**** Information supplied

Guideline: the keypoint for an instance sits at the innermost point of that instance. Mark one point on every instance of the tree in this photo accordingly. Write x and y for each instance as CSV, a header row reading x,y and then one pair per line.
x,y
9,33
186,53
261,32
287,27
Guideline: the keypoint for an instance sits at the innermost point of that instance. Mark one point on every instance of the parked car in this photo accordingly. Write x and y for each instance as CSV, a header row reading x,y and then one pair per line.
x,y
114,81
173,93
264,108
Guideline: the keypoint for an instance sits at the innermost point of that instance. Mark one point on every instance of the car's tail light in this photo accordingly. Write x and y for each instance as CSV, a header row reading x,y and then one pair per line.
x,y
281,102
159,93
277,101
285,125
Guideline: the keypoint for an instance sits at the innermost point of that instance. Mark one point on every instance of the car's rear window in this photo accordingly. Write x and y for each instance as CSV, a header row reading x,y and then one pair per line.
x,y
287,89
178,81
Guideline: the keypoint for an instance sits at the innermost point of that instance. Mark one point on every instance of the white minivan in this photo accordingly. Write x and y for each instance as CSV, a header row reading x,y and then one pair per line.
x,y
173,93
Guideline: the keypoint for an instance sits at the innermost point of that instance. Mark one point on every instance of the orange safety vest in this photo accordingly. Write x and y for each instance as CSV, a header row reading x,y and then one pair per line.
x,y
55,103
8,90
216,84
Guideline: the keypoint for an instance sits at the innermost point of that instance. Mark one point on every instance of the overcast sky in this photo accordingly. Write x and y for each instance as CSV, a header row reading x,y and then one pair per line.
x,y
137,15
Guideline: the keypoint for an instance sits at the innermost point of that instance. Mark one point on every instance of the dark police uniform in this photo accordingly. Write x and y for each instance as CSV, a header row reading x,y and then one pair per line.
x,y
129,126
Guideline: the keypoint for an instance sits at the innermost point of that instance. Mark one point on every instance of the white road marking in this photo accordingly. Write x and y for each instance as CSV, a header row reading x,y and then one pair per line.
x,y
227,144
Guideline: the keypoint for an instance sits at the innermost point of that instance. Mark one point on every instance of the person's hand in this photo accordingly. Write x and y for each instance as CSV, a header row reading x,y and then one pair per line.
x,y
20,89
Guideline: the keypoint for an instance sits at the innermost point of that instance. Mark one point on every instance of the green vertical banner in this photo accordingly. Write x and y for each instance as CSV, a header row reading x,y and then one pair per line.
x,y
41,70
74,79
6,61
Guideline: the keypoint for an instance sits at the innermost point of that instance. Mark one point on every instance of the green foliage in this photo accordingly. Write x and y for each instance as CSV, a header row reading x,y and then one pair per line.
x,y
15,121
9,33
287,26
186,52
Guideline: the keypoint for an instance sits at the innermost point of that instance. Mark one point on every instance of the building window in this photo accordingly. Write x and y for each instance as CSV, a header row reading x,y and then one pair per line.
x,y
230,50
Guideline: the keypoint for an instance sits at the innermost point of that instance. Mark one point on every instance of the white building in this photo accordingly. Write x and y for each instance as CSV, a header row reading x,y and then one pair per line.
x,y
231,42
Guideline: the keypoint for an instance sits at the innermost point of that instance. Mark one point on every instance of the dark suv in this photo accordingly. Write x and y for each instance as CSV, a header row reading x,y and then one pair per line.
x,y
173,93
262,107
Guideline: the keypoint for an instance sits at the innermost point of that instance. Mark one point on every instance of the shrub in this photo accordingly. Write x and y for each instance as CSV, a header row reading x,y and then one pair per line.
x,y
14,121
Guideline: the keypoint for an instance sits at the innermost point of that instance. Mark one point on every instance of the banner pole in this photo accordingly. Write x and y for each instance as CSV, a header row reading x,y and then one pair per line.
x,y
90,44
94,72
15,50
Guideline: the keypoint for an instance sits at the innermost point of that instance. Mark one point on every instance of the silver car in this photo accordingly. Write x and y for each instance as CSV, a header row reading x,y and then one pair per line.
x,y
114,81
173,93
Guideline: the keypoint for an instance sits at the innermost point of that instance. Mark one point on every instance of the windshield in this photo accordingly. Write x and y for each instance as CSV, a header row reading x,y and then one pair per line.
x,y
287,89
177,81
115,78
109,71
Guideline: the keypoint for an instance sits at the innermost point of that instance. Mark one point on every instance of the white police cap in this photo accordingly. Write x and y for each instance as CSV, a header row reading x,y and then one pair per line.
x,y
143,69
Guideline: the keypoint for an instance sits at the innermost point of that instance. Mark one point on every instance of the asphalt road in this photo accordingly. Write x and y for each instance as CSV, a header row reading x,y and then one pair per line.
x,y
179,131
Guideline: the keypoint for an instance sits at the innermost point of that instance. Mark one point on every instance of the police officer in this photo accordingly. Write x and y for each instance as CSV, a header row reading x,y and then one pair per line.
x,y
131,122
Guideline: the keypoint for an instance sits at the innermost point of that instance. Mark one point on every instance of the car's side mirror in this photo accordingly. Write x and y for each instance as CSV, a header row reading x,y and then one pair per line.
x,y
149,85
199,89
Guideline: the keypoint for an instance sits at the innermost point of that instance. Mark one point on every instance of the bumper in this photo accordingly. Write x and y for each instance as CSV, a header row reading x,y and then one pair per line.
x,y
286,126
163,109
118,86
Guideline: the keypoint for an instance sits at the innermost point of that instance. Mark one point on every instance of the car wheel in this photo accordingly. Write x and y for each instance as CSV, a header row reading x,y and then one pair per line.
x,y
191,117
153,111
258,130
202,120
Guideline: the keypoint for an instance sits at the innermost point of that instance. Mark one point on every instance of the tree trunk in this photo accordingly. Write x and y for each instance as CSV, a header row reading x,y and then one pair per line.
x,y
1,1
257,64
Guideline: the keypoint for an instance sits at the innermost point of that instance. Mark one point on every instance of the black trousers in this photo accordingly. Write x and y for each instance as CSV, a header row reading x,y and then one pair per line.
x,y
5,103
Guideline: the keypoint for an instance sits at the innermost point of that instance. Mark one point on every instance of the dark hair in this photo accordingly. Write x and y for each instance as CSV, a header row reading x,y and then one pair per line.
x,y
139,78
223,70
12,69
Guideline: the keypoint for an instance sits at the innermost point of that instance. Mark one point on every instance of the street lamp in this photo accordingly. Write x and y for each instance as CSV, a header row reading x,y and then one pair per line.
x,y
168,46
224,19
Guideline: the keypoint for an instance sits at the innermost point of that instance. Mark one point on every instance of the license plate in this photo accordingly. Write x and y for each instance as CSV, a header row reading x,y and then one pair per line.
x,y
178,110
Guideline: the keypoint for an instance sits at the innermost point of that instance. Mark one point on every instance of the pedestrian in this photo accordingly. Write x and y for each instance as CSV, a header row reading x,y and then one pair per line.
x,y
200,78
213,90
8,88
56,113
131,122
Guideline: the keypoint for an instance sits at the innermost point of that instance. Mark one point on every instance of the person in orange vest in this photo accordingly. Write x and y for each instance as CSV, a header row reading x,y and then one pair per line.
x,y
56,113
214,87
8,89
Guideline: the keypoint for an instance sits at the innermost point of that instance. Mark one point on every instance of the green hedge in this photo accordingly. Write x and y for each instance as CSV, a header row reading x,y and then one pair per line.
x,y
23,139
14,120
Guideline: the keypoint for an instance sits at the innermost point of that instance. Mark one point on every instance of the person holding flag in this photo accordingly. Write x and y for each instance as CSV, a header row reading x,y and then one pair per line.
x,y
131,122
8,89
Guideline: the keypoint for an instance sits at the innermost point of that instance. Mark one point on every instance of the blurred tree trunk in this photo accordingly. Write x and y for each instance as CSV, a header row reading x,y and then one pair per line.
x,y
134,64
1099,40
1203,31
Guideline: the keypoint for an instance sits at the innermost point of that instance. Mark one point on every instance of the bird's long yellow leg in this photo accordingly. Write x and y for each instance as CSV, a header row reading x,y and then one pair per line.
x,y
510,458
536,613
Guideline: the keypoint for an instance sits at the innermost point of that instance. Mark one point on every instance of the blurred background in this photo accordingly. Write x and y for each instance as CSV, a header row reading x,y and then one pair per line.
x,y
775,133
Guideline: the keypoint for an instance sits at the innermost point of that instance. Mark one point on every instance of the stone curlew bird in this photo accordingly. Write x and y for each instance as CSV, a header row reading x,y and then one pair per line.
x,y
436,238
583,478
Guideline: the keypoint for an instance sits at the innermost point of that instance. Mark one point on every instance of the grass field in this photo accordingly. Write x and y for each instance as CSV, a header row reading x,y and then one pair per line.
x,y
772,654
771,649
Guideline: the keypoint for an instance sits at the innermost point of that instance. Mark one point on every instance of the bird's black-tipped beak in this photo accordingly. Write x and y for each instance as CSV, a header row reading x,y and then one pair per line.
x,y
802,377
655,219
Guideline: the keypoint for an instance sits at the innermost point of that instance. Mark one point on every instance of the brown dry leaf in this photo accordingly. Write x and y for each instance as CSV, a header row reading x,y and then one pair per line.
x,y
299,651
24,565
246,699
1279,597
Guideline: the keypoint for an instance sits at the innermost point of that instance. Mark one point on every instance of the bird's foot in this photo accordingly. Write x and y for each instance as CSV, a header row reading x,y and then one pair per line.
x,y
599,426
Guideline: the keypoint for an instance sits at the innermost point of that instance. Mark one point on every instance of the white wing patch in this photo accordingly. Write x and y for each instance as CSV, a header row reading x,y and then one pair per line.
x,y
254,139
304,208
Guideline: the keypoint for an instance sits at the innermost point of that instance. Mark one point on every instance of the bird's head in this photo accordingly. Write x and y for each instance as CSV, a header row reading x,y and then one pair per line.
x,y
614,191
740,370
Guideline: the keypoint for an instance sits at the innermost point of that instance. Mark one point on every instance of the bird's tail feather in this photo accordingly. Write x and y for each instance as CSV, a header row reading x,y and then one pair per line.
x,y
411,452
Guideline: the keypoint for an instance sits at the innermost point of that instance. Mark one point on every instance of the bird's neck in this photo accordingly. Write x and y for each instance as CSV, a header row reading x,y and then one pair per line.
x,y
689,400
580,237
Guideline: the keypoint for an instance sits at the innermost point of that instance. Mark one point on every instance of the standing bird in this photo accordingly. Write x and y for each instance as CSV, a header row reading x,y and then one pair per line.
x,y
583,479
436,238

********

Aim of the exercise –
Print each line, starting with the one that contains "the bird's head" and ending with the last line of the data, exactly as it stands and with no other lines.

Answer to this problem –
Guideline: the keypoint for an instance sits at the innermost point of that instance. Mark one point on every instance of the bird's head in this photo accordingly. Write x and y for each instance as CSV, a header row reading x,y and then one pair per line.
x,y
614,191
740,370
Guideline: the keypoint for an instance sits at the innermost point of that instance. Mark one point on every instance of the bird's tail feather in this photo accordingly. Write x and y for each instance as CSV, a header row reading x,y and then one pair per line.
x,y
411,452
Guideline: the keypoint for an instance sits at the innermost point of that instance. Mark one point on every instance of the bird's neck in this photo accordingly. Write x and y for each instance as CSV, a header row reading x,y and then one pair per line.
x,y
689,400
580,237
Guideline: the keypoint for an instance sits at the innermost point of that instance. Mark one point on every instance of the standing bird in this photo accordingly. Write x and y for each instance as CSV, a header row reading x,y and then one pair per line.
x,y
583,479
436,238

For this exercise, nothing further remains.